MAP has also entered into other arenas of academic activity. In 2014, MAP launched a publication series with the academic publisher Brepols/Harvey Miller; seven titles have come out since 2016. Also notable is MAP’s participation at international conferences, such as the Sixteenth Century Society & Conference and the American Historical Association, as well as its active role within the Renaissance Society of America, at whose annual meetings MAP has sponsored over thirty panels since 2008. In the last three years, MAP has also started organizing international conferences in Florence, covering a range of subjects pertinent to the collections of the Medici Archive, such as women artists, public health, and the history of the Medici family. These events have hosted over sixty papers, often bridging the gap between American and European scholarship, and fostered new collaborations between MAP and research universities, other initiatives in the digital humanities, and individual scholars. The fruit of these efforts has been the recognition of MAP as one of the leading institutions in the broad field of early modern studies.

Lastly, five independent research programs have been created under MAP’s tutelage: the Jane Fortune Research Program on Women Artists in the Age of the Medici (with its own internship program for undergraduates): the Eugene Grant Research Program on Jewish History and Culture in Early Modern Europe; Medicine and the Medici in Grand Ducal Tuscany Research Program; The Birth of News. A Program in Early Modern Media Studies; and most recently, France and the Medici (1533-1642). A Research Program in Early Modern French History. These research programs have enriched both MAP and the BIA platform: they have opened up new horizons for research and investment, and strengthened MAP’s ambition to digitize, preserve, and disseminate evermore of the world’s collections of early modern archival material.

==Relations with the US, Italy and the world==
Governed by an American Board of Trustees, the Medici Archive Project is a non-profit cultural foundation 501(c) (3) in the United States that has operated out of the Florentine State Archive since the early 1990s. Beginning in the MAP’s earliest years, the National Endowment for the Humanities has provided generous and crucial financial resources as well as guiding directives. Over the course of these past twenty years, dozens of post-doctoral fellows from the US, Ireland, UK, Germany, Spain, Australia, and Italy have been sponsored by the NEH and numerous other American Foundations, including the Gladys Krieble Delmas Foundation, the DeRoy Testamentary Foundation, the J. Paul Getty Foundation, the Florence Gould Foundation, the Eugene and Emily Grant Family Foundation, the International Music and Art Foundation, the Samuel H. Kress Foundation, and the Andrew W. Mellon Foundation. In addition, many private American citizens have made substantial personal donations.

The MAP’s work and success would not be possible without the essential cooperation and support from public and private Italian entities. In 2001, MAP concluded a formal agreement with the State Archive in Florence, ratified by the National Directorship of Archives and the Ministry of Culture, to create an official collaboration and to allow MAP exclusive use of a large workroom within the Archivio di Stato. Here MAP researchers work closely with the community of international scholars who study in the Archive, as well as in cooperation with the Staff of the Archivio itself. In return, MAP makes an annual contribution to the State Archive in Florence to digitize documents for preservation purposes. This is the first agreement of its kind between an Italian national entity and a private foundation. In 2010, a landmark agreement was struck between MAP and the Italian Ministry of Culture allowing MAP to digitize documents at the Archivio di Stato for the population of its BIA database; the ownership of the digitized images remains with the Archivio di Stato. Important financial underwriting for the work of the post-doctoral fellows has come from Italian entities such as the Compagnia di San Paolo and the Fondazione Monte dei Paschi di Siena.
※ ※ ※
• TO DO:
Set down everything in the Medici Archive Project text from "Lastly, five independent" down to "modern archival material.", word for word.

• SUPPLIED MATERIAL:
※ ※ ※
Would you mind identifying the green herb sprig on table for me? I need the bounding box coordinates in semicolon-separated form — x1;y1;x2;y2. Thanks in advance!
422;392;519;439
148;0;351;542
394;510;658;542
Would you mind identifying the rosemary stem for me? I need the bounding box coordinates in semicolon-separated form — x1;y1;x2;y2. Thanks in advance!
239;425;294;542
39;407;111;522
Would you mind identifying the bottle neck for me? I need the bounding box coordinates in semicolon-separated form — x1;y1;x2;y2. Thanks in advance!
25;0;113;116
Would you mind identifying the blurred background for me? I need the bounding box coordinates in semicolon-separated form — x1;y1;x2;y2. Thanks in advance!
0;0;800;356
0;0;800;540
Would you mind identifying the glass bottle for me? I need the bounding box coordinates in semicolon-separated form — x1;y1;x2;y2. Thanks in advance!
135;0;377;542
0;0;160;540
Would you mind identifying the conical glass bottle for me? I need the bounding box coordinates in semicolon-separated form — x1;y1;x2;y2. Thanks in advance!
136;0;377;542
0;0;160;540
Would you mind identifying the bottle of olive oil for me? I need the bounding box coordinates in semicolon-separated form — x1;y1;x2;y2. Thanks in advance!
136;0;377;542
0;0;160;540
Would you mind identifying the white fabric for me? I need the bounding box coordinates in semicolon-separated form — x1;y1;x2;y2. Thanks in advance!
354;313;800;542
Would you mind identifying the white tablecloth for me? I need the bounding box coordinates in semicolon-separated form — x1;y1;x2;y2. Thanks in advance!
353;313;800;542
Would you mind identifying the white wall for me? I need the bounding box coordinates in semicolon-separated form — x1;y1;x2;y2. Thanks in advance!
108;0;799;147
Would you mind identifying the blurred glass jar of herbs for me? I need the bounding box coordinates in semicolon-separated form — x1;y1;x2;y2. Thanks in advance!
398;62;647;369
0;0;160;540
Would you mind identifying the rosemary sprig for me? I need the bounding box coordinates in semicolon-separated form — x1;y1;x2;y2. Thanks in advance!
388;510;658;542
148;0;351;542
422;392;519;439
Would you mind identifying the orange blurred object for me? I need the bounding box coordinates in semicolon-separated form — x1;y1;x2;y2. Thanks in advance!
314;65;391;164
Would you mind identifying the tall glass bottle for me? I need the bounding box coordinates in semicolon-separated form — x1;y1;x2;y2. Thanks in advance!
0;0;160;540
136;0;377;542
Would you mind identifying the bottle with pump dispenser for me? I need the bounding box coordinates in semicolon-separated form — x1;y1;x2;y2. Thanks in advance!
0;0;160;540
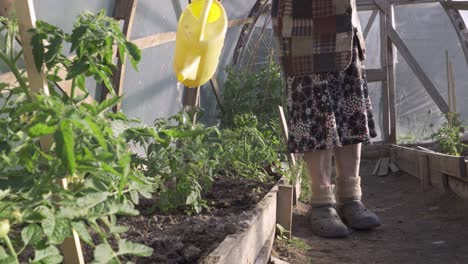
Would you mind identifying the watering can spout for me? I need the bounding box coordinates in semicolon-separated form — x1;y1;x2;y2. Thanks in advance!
177;56;201;82
174;0;228;87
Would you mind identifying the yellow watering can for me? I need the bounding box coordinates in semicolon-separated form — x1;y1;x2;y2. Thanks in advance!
174;0;228;88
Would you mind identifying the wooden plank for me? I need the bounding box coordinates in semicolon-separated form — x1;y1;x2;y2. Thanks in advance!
448;177;468;200
109;0;138;112
182;86;200;106
132;32;176;49
276;184;293;238
200;186;278;264
378;157;390;177
366;69;387;83
449;60;457;113
374;0;392;14
392;145;425;178
372;159;382;175
363;9;379;39
15;0;84;264
293;176;302;206
418;155;432;193
277;105;296;166
447;1;468;10
387;6;397;144
255;226;276;264
389;161;400;173
440;1;468;71
387;25;449;113
380;10;390;142
132;18;253;49
429;152;468;182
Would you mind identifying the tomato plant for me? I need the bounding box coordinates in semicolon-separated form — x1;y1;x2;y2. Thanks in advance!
0;12;154;263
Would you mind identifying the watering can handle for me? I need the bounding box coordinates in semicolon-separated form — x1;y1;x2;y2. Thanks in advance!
198;0;213;42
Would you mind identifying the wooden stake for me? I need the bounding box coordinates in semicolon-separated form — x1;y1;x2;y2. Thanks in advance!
278;105;296;166
108;0;138;112
449;59;457;113
15;0;84;264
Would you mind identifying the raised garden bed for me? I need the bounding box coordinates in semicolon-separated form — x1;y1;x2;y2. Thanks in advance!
391;145;468;202
77;175;292;264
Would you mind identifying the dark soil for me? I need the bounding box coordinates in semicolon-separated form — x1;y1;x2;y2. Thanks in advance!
273;161;468;264
119;177;273;263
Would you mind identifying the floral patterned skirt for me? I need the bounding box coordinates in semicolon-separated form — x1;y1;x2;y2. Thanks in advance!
287;34;377;153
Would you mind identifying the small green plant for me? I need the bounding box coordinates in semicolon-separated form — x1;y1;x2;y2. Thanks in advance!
219;60;285;128
276;224;290;240
432;112;467;156
128;112;219;213
215;114;286;181
0;13;154;263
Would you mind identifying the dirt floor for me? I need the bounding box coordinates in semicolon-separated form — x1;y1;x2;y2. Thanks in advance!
119;177;273;264
273;161;468;264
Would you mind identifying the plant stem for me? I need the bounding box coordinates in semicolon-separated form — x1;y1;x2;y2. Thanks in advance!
3;236;19;263
0;51;32;99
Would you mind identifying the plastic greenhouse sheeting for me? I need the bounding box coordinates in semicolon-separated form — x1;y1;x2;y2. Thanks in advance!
0;0;468;142
122;0;255;124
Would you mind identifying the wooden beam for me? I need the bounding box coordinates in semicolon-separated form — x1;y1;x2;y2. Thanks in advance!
388;25;449;113
380;10;390;142
374;0;392;15
132;18;253;49
387;6;397;144
182;86;200;106
441;1;468;10
363;9;379;39
210;76;224;112
366;69;387;83
440;2;468;69
15;0;84;264
391;145;420;178
108;0;138;112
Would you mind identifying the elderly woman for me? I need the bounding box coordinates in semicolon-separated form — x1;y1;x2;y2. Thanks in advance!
272;0;380;237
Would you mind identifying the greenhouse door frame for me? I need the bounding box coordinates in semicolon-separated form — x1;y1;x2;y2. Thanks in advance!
357;0;468;144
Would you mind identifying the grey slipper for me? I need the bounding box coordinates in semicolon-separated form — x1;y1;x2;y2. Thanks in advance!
310;206;349;238
338;200;381;230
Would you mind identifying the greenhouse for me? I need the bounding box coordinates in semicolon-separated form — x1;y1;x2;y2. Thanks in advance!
0;0;468;264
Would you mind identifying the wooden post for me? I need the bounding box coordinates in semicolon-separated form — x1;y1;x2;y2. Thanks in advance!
380;10;390;142
388;25;449;113
278;105;296;166
108;0;138;112
276;184;293;238
376;0;397;144
15;0;84;264
449;59;457;113
363;9;379;39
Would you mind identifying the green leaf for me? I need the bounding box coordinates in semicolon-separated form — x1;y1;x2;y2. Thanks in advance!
76;192;110;208
49;218;73;245
31;34;44;71
130;190;140;204
109;226;128;234
72;221;94;247
27;123;57;137
21;224;42;245
44;36;63;69
117;239;153;257
97;96;122;114
32;246;63;264
38;206;55;237
54;122;76;175
125;41;141;70
0;246;17;264
93;244;117;264
70;26;89;53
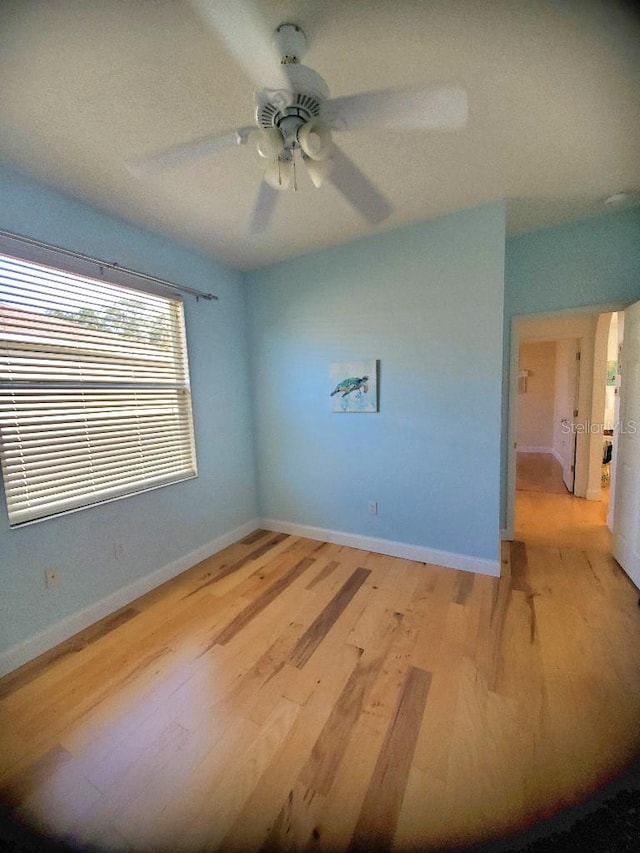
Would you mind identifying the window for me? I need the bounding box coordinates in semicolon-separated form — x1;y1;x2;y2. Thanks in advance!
0;254;196;527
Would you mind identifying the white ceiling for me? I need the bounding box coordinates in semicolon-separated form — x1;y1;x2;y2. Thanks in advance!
0;0;640;269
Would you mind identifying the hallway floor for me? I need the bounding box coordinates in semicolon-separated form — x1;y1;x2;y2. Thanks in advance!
515;453;611;553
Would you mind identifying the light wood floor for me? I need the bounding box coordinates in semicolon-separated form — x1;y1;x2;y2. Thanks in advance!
515;453;611;553
0;502;640;853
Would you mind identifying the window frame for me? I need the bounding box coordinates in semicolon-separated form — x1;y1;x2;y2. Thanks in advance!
0;234;198;530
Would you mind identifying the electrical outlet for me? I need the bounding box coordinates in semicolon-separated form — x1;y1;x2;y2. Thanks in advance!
44;569;60;587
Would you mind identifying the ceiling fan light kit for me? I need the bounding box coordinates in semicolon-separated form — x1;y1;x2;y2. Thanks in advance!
129;18;467;231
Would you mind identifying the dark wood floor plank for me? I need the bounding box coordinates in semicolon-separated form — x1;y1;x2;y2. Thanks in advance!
289;566;371;669
211;557;315;646
184;533;289;598
349;667;431;853
299;613;403;794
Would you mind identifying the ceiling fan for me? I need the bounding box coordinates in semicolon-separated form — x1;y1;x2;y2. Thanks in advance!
128;0;467;232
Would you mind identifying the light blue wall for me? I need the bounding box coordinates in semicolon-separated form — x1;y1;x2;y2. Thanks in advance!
0;168;257;653
501;208;640;527
248;203;505;560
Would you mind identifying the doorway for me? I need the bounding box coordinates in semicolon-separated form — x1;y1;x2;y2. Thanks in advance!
507;310;613;553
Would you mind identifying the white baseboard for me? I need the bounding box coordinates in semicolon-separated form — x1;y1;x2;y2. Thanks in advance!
259;518;500;577
0;519;260;676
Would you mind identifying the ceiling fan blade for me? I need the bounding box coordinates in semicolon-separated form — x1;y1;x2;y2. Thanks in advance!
328;143;392;225
127;126;255;175
321;86;468;130
250;181;278;234
191;0;288;89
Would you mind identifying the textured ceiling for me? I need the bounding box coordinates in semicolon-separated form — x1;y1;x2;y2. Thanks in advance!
0;0;640;269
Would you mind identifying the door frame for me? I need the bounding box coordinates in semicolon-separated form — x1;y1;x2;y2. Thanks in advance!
503;302;631;541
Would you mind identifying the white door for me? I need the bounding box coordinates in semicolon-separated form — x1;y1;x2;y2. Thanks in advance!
562;341;580;494
613;302;640;587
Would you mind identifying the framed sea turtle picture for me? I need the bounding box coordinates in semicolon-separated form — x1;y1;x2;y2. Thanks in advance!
329;358;378;412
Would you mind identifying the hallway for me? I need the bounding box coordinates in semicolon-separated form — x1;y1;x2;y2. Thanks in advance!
515;453;611;554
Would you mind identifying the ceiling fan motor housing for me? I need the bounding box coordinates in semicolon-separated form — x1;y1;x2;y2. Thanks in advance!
256;64;329;150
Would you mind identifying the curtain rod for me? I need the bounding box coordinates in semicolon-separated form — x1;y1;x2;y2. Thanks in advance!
0;229;218;300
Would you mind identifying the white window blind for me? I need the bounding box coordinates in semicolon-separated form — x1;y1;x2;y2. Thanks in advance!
0;255;196;527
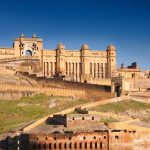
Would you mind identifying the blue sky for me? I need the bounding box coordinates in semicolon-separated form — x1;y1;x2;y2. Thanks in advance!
0;0;150;69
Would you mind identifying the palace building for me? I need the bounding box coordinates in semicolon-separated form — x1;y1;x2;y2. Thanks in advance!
0;34;117;82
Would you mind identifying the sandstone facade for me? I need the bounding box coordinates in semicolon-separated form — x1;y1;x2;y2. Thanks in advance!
0;34;116;83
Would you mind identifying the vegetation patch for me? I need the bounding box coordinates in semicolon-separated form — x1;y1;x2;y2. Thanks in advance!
100;117;118;123
0;95;88;134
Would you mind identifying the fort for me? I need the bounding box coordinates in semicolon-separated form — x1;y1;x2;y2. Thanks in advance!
0;34;116;82
0;34;150;150
0;34;150;98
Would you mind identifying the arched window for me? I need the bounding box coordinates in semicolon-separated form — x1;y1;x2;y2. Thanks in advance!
95;142;97;148
59;143;61;149
39;144;41;149
100;142;103;148
44;143;46;149
80;143;82;148
32;144;36;149
49;143;52;149
54;143;56;149
69;143;72;148
74;143;77;148
85;142;87;148
26;50;32;56
90;142;92;148
64;143;67;148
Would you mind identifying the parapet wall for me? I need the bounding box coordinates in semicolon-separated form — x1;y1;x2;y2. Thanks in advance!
0;84;85;97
※ ※ ※
• RESULT BELOW:
Lastly, five independent research programs have been created under MAP’s tutelage: the Jane Fortune Research Program on Women Artists in the Age of the Medici (with its own internship program for undergraduates): the Eugene Grant Research Program on Jewish History and Culture in Early Modern Europe; Medicine and the Medici in Grand Ducal Tuscany Research Program; The Birth of News. A Program in Early Modern Media Studies; and most recently, France and the Medici (1533-1642). A Research Program in Early Modern French History. These research programs have enriched both MAP and the BIA platform: they have opened up new horizons for research and investment, and strengthened MAP’s ambition to digitize, preserve, and disseminate evermore of the world’s collections of early modern archival material.